**Excerpted records:**
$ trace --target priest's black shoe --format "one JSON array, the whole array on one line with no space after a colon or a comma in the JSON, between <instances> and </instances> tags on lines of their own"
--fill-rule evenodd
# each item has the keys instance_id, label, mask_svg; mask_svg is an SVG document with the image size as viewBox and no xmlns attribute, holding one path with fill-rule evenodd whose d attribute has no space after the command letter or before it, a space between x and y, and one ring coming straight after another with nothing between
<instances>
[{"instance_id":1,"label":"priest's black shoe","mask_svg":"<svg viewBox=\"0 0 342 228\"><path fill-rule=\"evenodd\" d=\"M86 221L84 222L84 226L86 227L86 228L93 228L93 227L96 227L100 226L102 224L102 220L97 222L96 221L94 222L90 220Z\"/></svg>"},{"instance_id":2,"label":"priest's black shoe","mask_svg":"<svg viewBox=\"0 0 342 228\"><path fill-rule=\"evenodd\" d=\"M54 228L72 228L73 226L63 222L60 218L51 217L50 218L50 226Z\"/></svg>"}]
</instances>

**What needs to be done:**
Rewrite the rows above, changing "JSON array" to "JSON list" and leaving everything else as it is.

**The solution:**
$ trace --target priest's black shoe --format "one JSON list, the whole array on one line with no space after a colon or a comma in the JSON, between <instances> and </instances> tags on lines of their own"
--fill-rule evenodd
# each item has the keys instance_id, label, mask_svg; mask_svg is an SVG document with the image size as viewBox and no xmlns attribute, holding one path with fill-rule evenodd whose d attribute has no space after the command letter or before it, a space between x and y, and one ring coming straight after another with nothing between
<instances>
[{"instance_id":1,"label":"priest's black shoe","mask_svg":"<svg viewBox=\"0 0 342 228\"><path fill-rule=\"evenodd\" d=\"M86 221L84 222L84 226L86 227L86 228L93 228L93 227L96 227L100 226L102 224L102 220L97 222L96 221L94 222L90 220Z\"/></svg>"},{"instance_id":2,"label":"priest's black shoe","mask_svg":"<svg viewBox=\"0 0 342 228\"><path fill-rule=\"evenodd\" d=\"M54 228L72 228L73 226L63 222L60 218L51 217L50 218L50 226Z\"/></svg>"}]
</instances>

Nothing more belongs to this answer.